When in hospital, what helps you to hear from friends? I have a friend who is currently in hospital. I want her to know I'm thinking of her but also give her space so I'm not overwhelming her while she is so unwell. She is having some really hard days and not up to communicating much at the moment. She let me know she had a hard day the other day and will probably be admitted for longer then planned. I want to let her know I'm thinking of her, am here if she needs anything and will be here when she is discharged . I know she does know that and I don't want to overwhelm her by bombarding her with messages if that makes sense. She really isn't up to much at the moment. I know everyone is different but what do people find helpful or how best can friends on the outside show support during hospital admissions without been overwhelming?

5 Replies 5

Giraffe
Community Member
Maybe a nice text every now and then with a nice message?

Ggrand
Community Champion
Community Champion

Hello Dear JesAH,

I was just recently in hospital..and I really loved it when my supporter came in for an in-house visit and brought me some of my favourite treats....as well as took me out for an hour.....Maybe your friend is not allowed out right now...but some nice treats with a beautiful card saying that you are here for her now...and their for her on when she gets home...

If your beautiful friend isn’t up to seeing you..you can leave them with the wonderful nurses to give it to her for you...

I really do hope Jes, that your friend starts to improve with her mental health...The nurses and peer workers where I stayed were absolutely amazing...I wish the same is the case with your friend..

Talk here anytime dear Jes..we will try our best to help support you...

My kindest thoughts lovely Jes, with my care..

Grandy..

Hi Grandy,

Thank you for your reply. That is really helpful. I hadn't thought of leaving anything at the front desk for her. That is a wonderful idea and I can do that regardless of if I am able to hear from her or not. She isn't allowed out right now, but when she is and if she is up to seeing me and wants to go, I will definitely take her out. Also, next time she is well enough to text with me, I will ask if there is anything she needs that I can drop off even if she isn't up to seeing me. In the meantime, I will keep line of communication open for when she can and is able. Thank you so much, that is a great idea.

She is getting looked after well and I know she has got this, she will start to feel more like herself soon.

I am so happy to hear you were well looked after by the nurses and peer workers at your hospital. Wishing you all the best and thank you so much for your kind words....:-)

Croix
Community Champion
Community Champion

Dear JesAH~

Your friend is lucky to have you, and I'm very sure the knowledge of your presence, now and in the future, is a great comfort.

That being said I know in my own case there can be an emphasis on there practical, and that's ok, but there is often no escape into other times and worlds,the unpleasant now is constant.

After all being on a ward is not something one is ever going to be happy with, no matter how good the nurses and facilities. Ideas not connected wiht the current unhappy situation, but designed to occupy, distract, amuse and bring relief can be most welcome.

In my case it was being given books to retreat into, a world where the good reaped their rewards, the bad received their just deserts, and all in worlds far from mundane reality.

So I guess I'd suggest thinking along those lines, if it was me I'd be waiting with anticipation for the next installment.

Everyone is different, so I guess it is up to you to judge how well such would be received.

I hope it works out well

Croix

Guest_206
Community Member

Hi JesAH,

I think you've said it really well yourself- you could just send her a text saying exactly what you've written - "I'm thinking of you, am here if you need anything and will be here when you are discharged."

I also like Ggrand's idea of leaving some treats at reception, or a nice soap or something like that. When I was in hospital that sort of thing made my day. And getting a text message of support from someone was also really lovely but I was often not able to reply until much further down the track.

• [EXTRACTED RECORDS]:
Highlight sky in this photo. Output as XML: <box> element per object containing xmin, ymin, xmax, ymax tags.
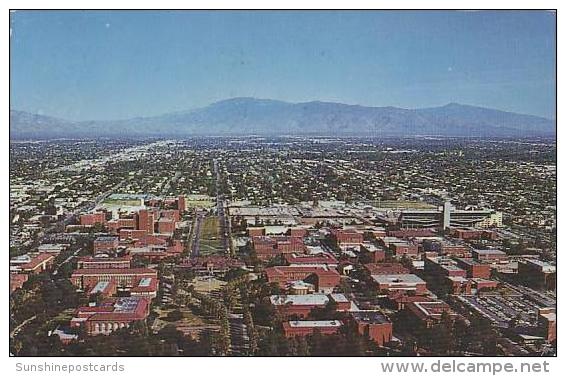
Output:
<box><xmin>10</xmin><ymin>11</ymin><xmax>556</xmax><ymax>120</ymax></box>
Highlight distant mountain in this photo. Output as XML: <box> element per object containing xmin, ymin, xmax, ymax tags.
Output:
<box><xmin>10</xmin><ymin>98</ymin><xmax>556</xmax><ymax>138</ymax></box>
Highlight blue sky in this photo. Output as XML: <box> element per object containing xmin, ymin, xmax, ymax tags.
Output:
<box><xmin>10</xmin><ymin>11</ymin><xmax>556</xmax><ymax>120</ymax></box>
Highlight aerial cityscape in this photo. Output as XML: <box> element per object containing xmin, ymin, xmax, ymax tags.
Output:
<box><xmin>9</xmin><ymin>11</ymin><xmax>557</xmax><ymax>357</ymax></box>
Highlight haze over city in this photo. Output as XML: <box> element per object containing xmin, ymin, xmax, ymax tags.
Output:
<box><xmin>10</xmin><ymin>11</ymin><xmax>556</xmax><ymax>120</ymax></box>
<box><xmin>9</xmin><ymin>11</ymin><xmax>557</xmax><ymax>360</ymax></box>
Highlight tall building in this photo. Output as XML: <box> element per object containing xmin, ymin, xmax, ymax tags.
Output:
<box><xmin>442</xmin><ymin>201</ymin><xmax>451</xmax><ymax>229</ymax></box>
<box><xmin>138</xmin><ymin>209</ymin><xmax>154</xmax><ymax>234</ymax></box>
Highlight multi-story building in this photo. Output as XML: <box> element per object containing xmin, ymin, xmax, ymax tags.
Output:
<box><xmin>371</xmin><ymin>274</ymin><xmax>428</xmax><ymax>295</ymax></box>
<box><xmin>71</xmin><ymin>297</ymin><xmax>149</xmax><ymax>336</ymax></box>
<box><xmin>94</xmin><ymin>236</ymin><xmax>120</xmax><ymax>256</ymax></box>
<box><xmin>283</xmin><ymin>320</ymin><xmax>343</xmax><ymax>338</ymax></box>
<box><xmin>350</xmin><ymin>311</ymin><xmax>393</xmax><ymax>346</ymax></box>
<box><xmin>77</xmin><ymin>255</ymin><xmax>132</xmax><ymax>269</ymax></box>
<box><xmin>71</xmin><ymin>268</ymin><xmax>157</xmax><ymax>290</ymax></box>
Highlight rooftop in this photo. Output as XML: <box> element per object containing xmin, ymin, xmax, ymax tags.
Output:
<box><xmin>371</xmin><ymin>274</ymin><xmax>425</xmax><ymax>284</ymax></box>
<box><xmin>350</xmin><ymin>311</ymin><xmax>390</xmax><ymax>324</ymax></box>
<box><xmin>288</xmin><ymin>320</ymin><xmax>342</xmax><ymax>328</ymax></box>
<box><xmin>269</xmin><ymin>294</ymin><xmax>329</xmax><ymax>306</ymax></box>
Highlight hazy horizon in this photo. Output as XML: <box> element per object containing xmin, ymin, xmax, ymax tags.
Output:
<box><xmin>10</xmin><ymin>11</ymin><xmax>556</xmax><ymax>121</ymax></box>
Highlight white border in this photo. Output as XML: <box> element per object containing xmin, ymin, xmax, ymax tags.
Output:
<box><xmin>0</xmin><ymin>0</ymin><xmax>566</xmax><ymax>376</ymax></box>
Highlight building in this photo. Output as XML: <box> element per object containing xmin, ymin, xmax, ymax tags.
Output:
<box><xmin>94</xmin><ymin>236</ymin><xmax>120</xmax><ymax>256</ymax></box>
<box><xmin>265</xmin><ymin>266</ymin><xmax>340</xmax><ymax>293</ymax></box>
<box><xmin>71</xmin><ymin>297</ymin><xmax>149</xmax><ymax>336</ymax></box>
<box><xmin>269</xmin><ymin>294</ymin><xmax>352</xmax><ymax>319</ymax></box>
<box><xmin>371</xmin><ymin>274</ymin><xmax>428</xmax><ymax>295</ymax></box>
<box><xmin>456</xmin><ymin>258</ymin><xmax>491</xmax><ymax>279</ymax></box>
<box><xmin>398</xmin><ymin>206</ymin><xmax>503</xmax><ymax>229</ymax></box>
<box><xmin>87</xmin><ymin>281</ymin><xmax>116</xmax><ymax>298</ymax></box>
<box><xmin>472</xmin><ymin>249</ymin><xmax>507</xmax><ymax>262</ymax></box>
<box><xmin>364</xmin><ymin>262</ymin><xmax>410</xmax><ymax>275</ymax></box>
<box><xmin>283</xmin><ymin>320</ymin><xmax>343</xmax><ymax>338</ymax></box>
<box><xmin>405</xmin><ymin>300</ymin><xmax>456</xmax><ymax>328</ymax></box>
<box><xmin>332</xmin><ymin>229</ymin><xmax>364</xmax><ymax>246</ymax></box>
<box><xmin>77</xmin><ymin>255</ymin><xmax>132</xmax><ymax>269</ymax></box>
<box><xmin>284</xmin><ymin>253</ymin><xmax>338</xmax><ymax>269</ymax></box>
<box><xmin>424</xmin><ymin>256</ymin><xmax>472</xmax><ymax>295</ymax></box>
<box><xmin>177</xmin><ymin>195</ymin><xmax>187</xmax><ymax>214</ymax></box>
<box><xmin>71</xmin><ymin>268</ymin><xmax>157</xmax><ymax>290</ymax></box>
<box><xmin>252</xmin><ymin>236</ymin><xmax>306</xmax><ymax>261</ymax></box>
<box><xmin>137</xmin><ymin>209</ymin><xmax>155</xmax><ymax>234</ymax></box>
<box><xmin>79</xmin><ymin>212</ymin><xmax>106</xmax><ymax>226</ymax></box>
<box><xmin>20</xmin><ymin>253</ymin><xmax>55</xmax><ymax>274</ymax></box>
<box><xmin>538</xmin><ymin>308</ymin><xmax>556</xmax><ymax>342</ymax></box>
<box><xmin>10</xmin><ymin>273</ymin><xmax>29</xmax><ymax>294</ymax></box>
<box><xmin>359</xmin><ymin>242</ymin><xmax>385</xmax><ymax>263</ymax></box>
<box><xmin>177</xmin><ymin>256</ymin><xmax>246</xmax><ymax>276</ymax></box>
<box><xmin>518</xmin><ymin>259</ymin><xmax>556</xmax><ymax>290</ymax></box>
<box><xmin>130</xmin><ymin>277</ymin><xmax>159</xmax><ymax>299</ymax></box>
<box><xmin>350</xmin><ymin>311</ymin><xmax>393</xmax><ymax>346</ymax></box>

• [AIM OF THE TASK]:
Copy out the passage of the hospital support thread from "If your beautiful" up to and including "help support you...".

• [WRITTEN SOLUTION]:
If your beautiful friend isn’t up to seeing you..you can leave them with the wonderful nurses to give it to her for you...

I really do hope Jes, that your friend starts to improve with her mental health...The nurses and peer workers where I stayed were absolutely amazing...I wish the same is the case with your friend..

Talk here anytime dear Jes..we will try our best to help support you...